■ EXERCISE PROMPT: Print all of the records below again without a single difference.

■ GIVEN RECORDS:
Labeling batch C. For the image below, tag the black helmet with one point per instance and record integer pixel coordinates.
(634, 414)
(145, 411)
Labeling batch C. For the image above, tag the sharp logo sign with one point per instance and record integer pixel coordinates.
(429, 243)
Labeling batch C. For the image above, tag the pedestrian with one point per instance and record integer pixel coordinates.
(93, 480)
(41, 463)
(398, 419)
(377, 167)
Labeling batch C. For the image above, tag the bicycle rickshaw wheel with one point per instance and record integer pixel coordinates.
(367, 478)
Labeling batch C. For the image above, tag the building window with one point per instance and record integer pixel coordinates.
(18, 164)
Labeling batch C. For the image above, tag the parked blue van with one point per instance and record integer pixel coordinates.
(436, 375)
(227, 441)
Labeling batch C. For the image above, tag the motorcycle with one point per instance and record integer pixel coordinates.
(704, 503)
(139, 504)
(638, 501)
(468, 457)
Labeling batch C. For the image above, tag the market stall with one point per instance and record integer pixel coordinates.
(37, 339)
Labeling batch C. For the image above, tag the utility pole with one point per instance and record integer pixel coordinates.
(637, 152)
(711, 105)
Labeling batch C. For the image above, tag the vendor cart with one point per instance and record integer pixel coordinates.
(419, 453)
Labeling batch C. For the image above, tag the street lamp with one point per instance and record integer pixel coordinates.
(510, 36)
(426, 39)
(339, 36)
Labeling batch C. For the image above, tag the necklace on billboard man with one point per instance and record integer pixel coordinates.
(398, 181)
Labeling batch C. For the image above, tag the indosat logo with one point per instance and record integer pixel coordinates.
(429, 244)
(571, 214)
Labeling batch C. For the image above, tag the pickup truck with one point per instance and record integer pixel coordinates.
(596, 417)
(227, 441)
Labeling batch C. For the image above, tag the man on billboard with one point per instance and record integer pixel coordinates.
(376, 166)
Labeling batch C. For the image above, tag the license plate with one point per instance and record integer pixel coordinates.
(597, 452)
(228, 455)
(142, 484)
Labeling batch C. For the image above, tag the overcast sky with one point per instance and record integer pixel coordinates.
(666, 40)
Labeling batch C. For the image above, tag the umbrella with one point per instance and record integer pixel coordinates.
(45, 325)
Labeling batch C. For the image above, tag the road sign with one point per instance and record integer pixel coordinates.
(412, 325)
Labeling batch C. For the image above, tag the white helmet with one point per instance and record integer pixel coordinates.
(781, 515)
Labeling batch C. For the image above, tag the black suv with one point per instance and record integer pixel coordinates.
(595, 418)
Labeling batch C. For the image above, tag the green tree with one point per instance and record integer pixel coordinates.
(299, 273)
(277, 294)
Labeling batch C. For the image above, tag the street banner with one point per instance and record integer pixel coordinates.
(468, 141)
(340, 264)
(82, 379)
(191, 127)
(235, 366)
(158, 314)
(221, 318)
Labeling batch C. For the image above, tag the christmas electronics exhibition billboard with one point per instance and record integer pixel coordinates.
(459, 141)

■ EXPECTED ANSWER:
Labeling batch C. For the image below, tag the black helmet with one point per instance and record integer pixel coordinates.
(634, 414)
(145, 411)
Labeling batch C. For the image above, tag the sharp logo sign with one point per instance and record integer pixel coordinates.
(429, 243)
Labeling batch C. For the image above, tag the pedestrian with one point per instance and record integer pixel coordinates.
(93, 480)
(41, 463)
(398, 419)
(377, 167)
Labeling batch C. For the image above, tag the bicycle rickshaw wheel with one point per instance and record integer pixel coordinates.
(367, 478)
Labeling batch C. For the image above, tag the building window with one point per instance and record integer pixel coordinates.
(18, 164)
Labeling batch C. For the image above, tag the parked blue van with one point per instance and record integer pixel coordinates.
(436, 375)
(227, 441)
Labeling batch C. For the image above, tag the motorcycle with one point per instance and record integer pixel coordinates.
(704, 503)
(139, 504)
(638, 501)
(468, 457)
Labeling batch C. For the image above, tag the market stall with one point per instance and record integer pixel coordinates.
(37, 339)
Labeling batch C. For the image above, tag the utility pole with one point per instance and record integer pixel coordinates.
(637, 152)
(711, 105)
Labeling batch C. For the image above, tag the vendor cart with one point per instance and record integer pixel coordinates.
(419, 453)
Labeling batch C. For the image above, tag the street lamp with one point per instance and record integer pixel coordinates.
(510, 36)
(426, 39)
(339, 36)
Labeling batch C. For the image above, tag the necklace on billboard man with one point per instance and record integer pixel coordinates.
(398, 181)
Labeling batch C. For the image above, tag the indosat logo with one point per instance and record integer pixel coordinates.
(429, 244)
(571, 214)
Labeling batch C. For the image above, tag the pickup truck with one point per instance and record integer pixel coordinates.
(596, 417)
(227, 441)
Labeling batch C. For the image above, tag the man on billboard with one point per instance and record integer pixel coordinates.
(376, 166)
Labeling batch C. For the image above, tag the license plate with one point per instance and record integer pixel coordinates.
(597, 452)
(228, 455)
(142, 484)
Labeling batch C. For the image above, tag the overcast sky with one point per instance and record integer pixel coordinates.
(666, 40)
Labeling batch C. For the image above, tag the umbrella with one point per instance and record integer pixel coordinates.
(45, 325)
Labeling batch C. For the image above, tag the road sign with one point per instance and record integer pixel coordinates.
(412, 325)
Labeling batch C. For the image above, tag the white helmet with one point per instance and record integer pixel coordinates.
(781, 515)
Labeling batch C. For the image above, tag the black suv with one point per instance and record integer pixel coordinates.
(595, 418)
Labeling batch C. For the image above, tag the green tree with one point per instance and record integer pixel coordinates.
(299, 273)
(277, 294)
Labeling batch C. For the image above, tag the street banner with one point per instance and record integer pixel coordinates.
(468, 141)
(340, 264)
(82, 379)
(191, 127)
(235, 366)
(158, 314)
(221, 318)
Labeling batch C. For the image above, tag the christmas electronics exhibition billboard with one point per instance and record integer pixel coordinates.
(459, 141)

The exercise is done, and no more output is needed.